- DATA EXCERPTS -
----------

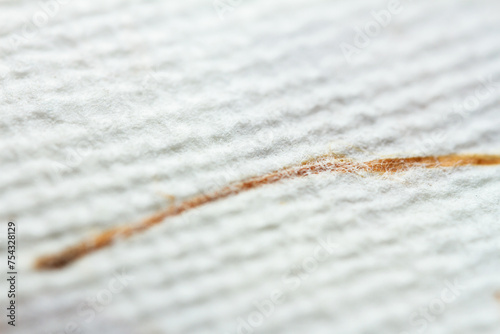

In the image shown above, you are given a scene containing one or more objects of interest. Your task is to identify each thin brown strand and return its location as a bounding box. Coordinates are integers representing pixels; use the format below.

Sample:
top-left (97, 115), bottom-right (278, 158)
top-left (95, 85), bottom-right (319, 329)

top-left (35, 154), bottom-right (500, 269)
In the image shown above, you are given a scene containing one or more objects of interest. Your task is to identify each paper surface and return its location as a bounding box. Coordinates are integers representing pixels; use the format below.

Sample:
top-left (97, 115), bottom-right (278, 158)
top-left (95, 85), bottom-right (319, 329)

top-left (0, 0), bottom-right (500, 334)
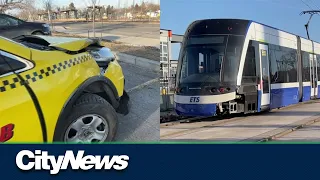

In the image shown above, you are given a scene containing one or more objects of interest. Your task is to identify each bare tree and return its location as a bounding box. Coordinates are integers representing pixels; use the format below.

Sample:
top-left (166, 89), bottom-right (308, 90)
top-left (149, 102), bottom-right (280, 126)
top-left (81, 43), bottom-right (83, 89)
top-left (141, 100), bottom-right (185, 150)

top-left (42, 0), bottom-right (53, 29)
top-left (18, 0), bottom-right (38, 21)
top-left (0, 0), bottom-right (31, 13)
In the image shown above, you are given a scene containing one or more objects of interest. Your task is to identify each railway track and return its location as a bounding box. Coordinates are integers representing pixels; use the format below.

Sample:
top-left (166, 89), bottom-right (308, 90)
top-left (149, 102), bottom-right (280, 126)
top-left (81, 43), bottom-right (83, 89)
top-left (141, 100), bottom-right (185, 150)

top-left (160, 100), bottom-right (320, 142)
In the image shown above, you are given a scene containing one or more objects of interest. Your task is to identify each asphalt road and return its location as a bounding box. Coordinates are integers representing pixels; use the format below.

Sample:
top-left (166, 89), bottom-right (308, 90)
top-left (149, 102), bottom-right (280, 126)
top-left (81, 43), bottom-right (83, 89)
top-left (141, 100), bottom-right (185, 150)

top-left (115, 63), bottom-right (160, 142)
top-left (54, 22), bottom-right (160, 47)
top-left (160, 100), bottom-right (320, 142)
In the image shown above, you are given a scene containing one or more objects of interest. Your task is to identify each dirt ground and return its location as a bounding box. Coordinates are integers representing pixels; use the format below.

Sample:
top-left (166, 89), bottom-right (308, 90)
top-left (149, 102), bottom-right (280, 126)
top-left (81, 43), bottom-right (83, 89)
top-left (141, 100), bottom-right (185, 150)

top-left (52, 32), bottom-right (160, 61)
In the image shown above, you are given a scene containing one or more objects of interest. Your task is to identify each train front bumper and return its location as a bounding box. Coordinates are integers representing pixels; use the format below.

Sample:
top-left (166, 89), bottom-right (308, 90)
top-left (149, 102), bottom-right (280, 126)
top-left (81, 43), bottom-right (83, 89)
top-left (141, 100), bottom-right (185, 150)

top-left (175, 103), bottom-right (217, 117)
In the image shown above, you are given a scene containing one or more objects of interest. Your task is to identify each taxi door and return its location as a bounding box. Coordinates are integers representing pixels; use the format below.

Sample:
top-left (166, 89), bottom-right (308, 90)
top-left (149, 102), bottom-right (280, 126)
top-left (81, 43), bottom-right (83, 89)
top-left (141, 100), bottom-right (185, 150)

top-left (0, 50), bottom-right (44, 143)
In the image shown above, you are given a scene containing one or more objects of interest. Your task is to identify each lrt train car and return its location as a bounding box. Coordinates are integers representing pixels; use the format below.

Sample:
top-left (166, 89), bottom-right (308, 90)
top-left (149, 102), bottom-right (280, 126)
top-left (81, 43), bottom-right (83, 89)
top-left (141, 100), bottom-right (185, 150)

top-left (174, 19), bottom-right (320, 116)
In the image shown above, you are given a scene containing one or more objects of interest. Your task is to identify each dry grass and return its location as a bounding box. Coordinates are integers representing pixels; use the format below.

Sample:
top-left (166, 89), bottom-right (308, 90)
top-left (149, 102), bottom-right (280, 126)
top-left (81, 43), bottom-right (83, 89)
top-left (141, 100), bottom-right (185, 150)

top-left (52, 32), bottom-right (160, 61)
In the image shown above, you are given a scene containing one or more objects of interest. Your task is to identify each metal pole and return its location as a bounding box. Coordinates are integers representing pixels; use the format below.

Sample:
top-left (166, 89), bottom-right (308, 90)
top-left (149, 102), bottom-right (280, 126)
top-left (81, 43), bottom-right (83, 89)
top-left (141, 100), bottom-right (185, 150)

top-left (92, 3), bottom-right (96, 38)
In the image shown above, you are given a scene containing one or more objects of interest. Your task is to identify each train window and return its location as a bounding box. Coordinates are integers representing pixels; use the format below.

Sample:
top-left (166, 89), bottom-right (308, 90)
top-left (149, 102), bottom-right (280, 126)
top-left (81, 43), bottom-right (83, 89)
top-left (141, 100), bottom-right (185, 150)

top-left (316, 54), bottom-right (320, 81)
top-left (269, 44), bottom-right (298, 83)
top-left (242, 41), bottom-right (257, 83)
top-left (302, 51), bottom-right (310, 82)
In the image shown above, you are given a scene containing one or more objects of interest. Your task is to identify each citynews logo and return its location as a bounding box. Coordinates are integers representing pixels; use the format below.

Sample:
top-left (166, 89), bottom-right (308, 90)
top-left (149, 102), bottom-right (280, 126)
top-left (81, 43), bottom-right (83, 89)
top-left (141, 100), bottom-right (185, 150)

top-left (16, 150), bottom-right (129, 175)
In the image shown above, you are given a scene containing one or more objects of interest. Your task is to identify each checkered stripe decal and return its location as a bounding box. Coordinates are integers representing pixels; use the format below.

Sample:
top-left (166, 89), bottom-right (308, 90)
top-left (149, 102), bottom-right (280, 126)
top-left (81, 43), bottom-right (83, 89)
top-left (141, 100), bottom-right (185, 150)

top-left (0, 55), bottom-right (92, 93)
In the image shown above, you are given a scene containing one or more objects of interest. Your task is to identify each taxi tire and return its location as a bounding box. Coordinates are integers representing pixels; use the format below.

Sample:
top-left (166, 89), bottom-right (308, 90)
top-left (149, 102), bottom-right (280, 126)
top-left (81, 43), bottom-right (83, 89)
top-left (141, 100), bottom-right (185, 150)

top-left (54, 93), bottom-right (118, 142)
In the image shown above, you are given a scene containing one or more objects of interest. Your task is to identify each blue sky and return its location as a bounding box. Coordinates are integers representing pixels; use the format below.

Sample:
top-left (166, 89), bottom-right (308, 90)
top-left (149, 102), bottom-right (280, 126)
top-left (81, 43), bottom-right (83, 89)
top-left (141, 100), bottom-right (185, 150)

top-left (160, 0), bottom-right (320, 59)
top-left (36, 0), bottom-right (158, 8)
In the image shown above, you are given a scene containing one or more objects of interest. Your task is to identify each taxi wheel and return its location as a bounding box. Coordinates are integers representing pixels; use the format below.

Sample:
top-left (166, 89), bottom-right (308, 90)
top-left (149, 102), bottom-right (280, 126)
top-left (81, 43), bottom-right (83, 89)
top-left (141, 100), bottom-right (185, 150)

top-left (55, 93), bottom-right (118, 143)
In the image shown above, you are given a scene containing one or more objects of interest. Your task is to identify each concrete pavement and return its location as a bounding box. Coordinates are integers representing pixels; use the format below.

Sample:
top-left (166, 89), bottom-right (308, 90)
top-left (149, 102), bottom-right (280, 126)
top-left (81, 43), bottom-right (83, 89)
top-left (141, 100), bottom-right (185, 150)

top-left (275, 119), bottom-right (320, 142)
top-left (160, 100), bottom-right (320, 142)
top-left (115, 62), bottom-right (160, 142)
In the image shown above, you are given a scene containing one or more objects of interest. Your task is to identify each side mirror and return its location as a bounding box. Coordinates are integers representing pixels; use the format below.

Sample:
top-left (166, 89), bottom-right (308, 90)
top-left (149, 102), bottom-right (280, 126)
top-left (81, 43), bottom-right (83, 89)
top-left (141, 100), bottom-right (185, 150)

top-left (0, 59), bottom-right (11, 76)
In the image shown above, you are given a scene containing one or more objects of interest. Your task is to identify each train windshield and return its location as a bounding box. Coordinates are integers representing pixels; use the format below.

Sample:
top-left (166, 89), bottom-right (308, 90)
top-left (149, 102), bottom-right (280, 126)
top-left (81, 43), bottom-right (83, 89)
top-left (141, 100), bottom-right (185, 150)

top-left (179, 35), bottom-right (245, 85)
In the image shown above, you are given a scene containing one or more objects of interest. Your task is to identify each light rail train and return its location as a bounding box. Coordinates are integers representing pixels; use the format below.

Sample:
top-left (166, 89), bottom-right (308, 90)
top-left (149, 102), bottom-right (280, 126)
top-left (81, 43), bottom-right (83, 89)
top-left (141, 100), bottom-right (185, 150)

top-left (174, 19), bottom-right (320, 116)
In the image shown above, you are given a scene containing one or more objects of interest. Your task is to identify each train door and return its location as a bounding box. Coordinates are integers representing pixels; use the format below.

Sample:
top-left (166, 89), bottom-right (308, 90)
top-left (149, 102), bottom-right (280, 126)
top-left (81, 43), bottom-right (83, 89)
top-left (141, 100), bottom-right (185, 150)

top-left (310, 54), bottom-right (318, 99)
top-left (312, 55), bottom-right (319, 98)
top-left (259, 44), bottom-right (270, 106)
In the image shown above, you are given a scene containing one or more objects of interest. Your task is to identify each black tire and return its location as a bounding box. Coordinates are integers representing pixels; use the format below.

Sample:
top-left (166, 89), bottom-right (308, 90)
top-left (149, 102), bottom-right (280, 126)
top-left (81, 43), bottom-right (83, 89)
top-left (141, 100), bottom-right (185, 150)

----------

Can you move the lines from the line with "identify each concrete" to the line with "top-left (115, 62), bottom-right (160, 142)" over here again, both ends and the requests included, adding 71 to every bounding-box coordinate in the answers and leaving the sample coordinates unchanged?

In the image shown above, you are given a scene containing one or more objects of interest. Your task is to identify each concrete pavement and return its location as a bounding box. Coordinates are integers representing pixels; use the format below.

Sample:
top-left (166, 89), bottom-right (308, 90)
top-left (149, 102), bottom-right (280, 126)
top-left (81, 43), bottom-right (83, 89)
top-left (141, 100), bottom-right (185, 150)

top-left (346, 190), bottom-right (391, 213)
top-left (231, 171), bottom-right (391, 213)
top-left (186, 133), bottom-right (231, 213)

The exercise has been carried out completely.